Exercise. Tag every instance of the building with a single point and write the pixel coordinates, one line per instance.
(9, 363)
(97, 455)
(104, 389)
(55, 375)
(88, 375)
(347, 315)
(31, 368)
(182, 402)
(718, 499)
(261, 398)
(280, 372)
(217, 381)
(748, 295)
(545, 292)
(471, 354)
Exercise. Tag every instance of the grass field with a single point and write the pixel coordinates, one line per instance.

▶ _EXERCISE TASK_
Write out every line of the listing above again, shifting each point by adding 18 to both of its coordinates.

▶ _THE OUTPUT_
Exercise. Tag every instance of the building with a single point and write the pixel coordinates, one line per instance.
(27, 381)
(115, 473)
(122, 407)
(73, 393)
(106, 393)
(365, 333)
(49, 386)
(200, 420)
(736, 517)
(279, 416)
(298, 390)
(235, 399)
(766, 313)
(563, 310)
(489, 372)
Exercise. Tag every instance of the grass field with a single point and write the pixel coordinates, one line per instance.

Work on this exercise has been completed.